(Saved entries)

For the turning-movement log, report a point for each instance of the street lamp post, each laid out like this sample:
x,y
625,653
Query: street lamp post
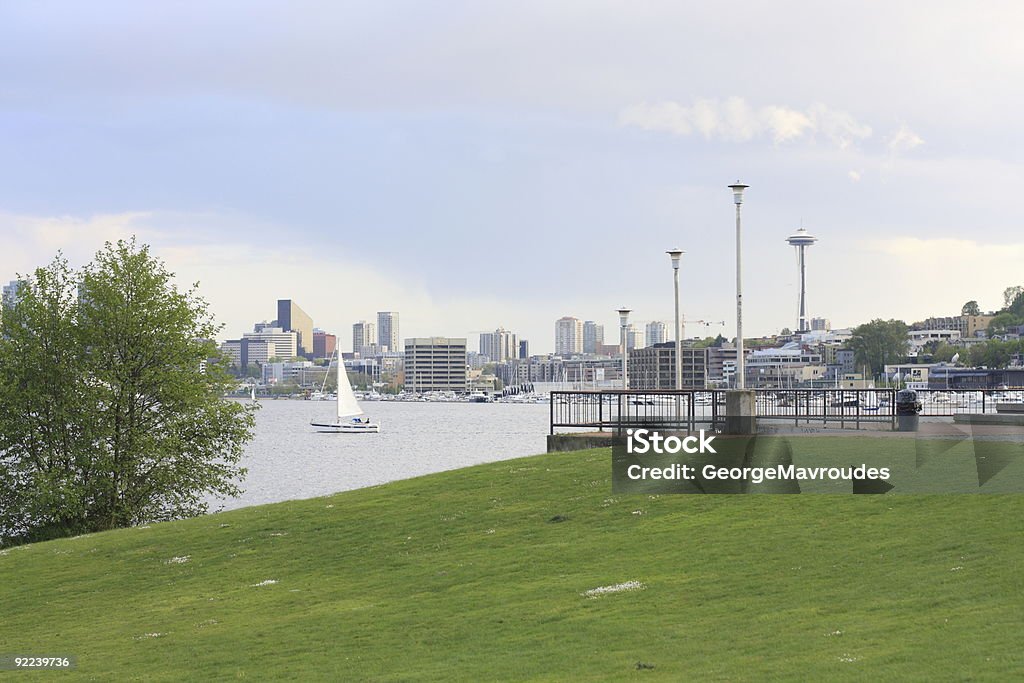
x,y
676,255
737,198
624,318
--
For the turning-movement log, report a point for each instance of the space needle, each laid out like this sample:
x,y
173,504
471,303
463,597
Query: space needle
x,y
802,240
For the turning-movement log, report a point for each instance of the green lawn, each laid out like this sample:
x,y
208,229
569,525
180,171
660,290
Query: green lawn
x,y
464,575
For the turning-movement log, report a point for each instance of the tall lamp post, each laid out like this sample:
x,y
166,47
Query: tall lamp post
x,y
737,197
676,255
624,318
--
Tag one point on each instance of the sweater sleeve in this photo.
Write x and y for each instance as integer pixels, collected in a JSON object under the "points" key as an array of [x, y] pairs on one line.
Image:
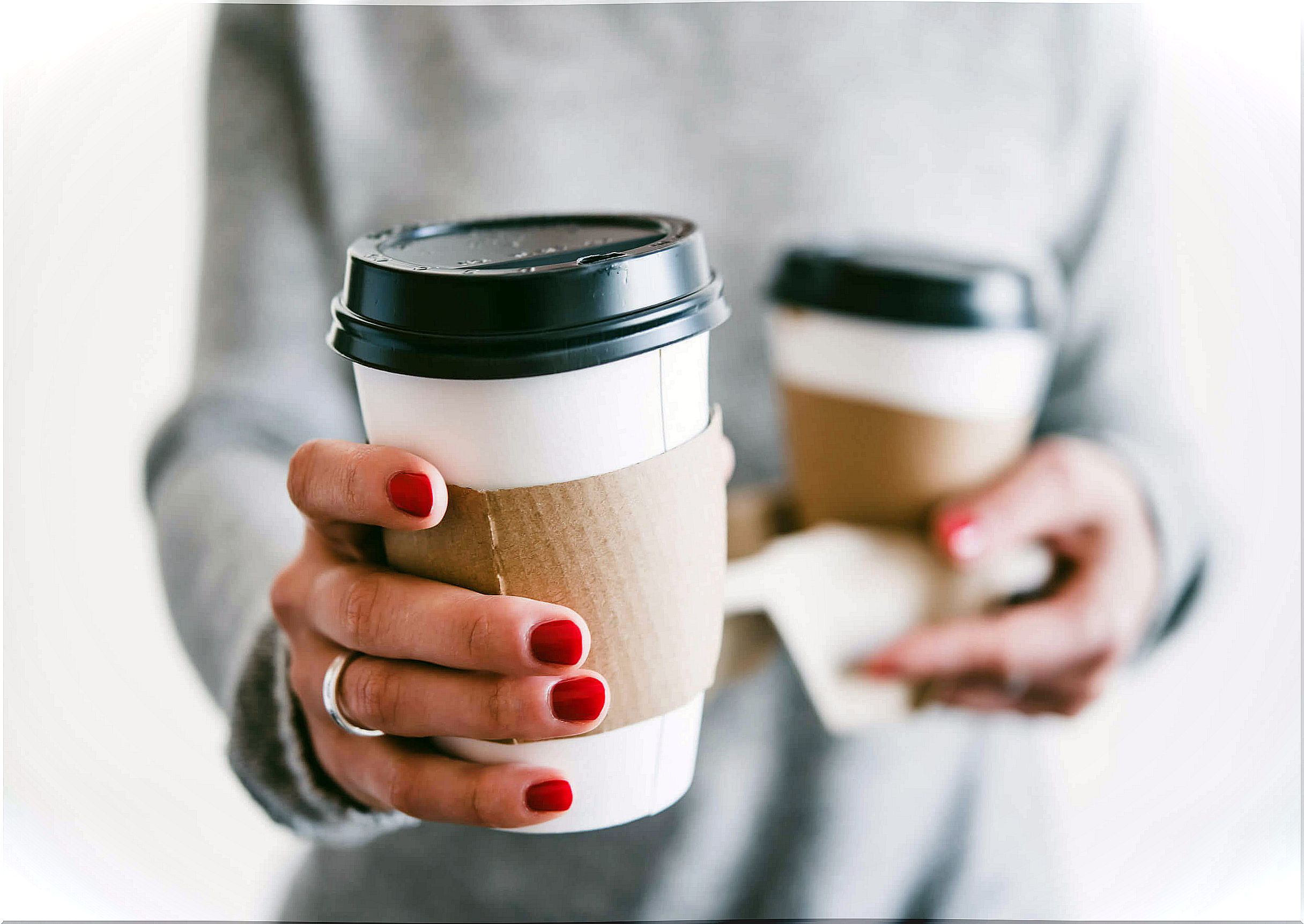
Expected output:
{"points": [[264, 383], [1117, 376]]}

**About this task:** Search the entries for the word "report" and copy every line that holds it.

**Result for this task:**
For the turning-movement log, report a point for each instance of the street lamp post, each laid out like this sample:
For the turning-movement log, report a point for each instance of the space needle, each laid out like this sample:
For the turning-movement log, report a point for each instance of the green lawn, each laid out like this sample:
For the turning-movement log, report a point for each instance of the tall lamp post, each laid out like this sample:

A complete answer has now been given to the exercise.